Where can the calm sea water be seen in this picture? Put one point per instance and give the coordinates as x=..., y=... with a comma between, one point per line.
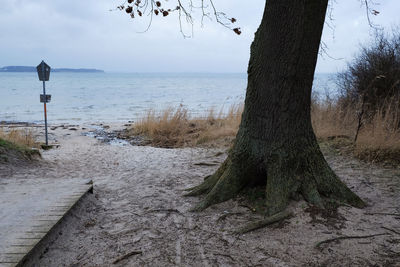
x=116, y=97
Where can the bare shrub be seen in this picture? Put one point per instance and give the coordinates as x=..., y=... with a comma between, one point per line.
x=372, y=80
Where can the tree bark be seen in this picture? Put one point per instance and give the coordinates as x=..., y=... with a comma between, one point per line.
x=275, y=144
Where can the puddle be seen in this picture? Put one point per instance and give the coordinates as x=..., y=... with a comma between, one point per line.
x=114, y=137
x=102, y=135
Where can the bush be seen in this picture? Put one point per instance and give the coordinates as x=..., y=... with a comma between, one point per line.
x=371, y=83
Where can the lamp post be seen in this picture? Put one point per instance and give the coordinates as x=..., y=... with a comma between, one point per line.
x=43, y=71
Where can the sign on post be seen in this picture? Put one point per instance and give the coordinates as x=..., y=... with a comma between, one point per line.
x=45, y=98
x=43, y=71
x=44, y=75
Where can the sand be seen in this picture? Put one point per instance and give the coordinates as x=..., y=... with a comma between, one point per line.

++++++++

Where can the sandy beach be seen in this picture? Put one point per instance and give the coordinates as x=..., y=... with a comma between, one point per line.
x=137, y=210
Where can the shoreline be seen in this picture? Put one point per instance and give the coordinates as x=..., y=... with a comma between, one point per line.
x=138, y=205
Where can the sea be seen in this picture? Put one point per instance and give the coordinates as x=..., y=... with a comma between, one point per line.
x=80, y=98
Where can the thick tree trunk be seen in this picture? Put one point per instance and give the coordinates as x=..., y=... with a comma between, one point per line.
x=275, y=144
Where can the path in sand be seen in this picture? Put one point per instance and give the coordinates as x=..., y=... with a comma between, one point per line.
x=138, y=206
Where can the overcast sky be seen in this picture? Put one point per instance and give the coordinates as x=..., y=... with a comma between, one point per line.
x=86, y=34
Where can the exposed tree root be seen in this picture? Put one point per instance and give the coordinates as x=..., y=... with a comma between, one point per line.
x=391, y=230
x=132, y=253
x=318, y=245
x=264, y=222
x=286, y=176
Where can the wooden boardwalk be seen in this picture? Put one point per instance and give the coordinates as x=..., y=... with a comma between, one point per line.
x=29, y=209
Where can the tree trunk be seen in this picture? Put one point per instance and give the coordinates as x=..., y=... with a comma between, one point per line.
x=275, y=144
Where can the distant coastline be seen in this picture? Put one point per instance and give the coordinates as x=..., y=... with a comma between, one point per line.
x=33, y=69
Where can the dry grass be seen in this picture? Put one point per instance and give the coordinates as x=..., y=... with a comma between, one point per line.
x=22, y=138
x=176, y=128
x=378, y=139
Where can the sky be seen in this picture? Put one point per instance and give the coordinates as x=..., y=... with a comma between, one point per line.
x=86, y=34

++++++++

:: Instructions to follow ::
List every line in the records above that contains the string "trunk", matching case exactly.

:: Task solution ::
Where can the thick tree trunk be seen in this picture? Put one point per instance and give the coordinates as x=..., y=... with a comma between, one point per line.
Where can the tree trunk be seen in this picture? Put one point per instance and give the coordinates as x=..., y=... with a comma between, one point per line.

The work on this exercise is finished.